■ GOAL OF THE EXERCISE:
Scan the listing below. Copy each line that contains "this".
── ENTRIES SHOWN
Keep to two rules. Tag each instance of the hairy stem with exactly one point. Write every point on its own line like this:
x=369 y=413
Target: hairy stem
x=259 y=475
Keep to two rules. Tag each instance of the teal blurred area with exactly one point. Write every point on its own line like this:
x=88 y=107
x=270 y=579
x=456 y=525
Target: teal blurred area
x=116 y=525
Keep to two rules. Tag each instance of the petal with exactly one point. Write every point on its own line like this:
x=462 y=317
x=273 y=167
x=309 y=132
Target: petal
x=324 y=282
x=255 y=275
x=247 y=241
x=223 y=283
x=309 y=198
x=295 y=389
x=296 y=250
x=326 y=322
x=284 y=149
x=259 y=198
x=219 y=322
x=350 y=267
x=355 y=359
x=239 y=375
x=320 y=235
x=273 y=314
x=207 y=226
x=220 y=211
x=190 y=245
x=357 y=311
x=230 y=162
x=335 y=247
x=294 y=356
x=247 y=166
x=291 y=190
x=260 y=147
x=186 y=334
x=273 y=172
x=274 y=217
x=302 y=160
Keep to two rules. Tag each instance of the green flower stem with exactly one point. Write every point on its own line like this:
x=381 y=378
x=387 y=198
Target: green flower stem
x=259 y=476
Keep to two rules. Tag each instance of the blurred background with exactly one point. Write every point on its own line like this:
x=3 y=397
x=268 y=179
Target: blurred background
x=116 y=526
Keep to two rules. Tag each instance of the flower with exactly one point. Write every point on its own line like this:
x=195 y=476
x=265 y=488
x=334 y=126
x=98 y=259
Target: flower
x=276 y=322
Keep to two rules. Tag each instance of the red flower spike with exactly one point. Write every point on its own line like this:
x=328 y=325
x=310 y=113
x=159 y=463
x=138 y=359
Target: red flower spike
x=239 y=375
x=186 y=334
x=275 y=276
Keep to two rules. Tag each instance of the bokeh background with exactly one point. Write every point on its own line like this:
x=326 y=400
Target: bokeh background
────
■ EXERCISE ANSWER:
Keep to two rules. Tag each instance of the hairy stem with exactly one point. Write every point on its own line like this:
Keep to two rules. Tag each instance of the teal blurred area with exactly one point. Write every point on its own line like this:
Keep to two rules. Tag each instance of the petal with exactly one point. Write every point on its own line like this:
Keep to two rules. Tag each instance of the green flower stem with exactly one point. Write every point on its own line like this:
Keep to two rules. Tag each instance of the blurred background with exactly one point. Write every point on its own line like this:
Keep to two rules. Tag each instance of the flower with exactly one point. Write every point on its own line like this:
Keep to two rules. Tag each instance of the red flower spike with exactly one point. Write every point on its own line like this:
Keep to two rules. Tag each instance of the bokeh background with exactly one point. Write every point on its own line like this:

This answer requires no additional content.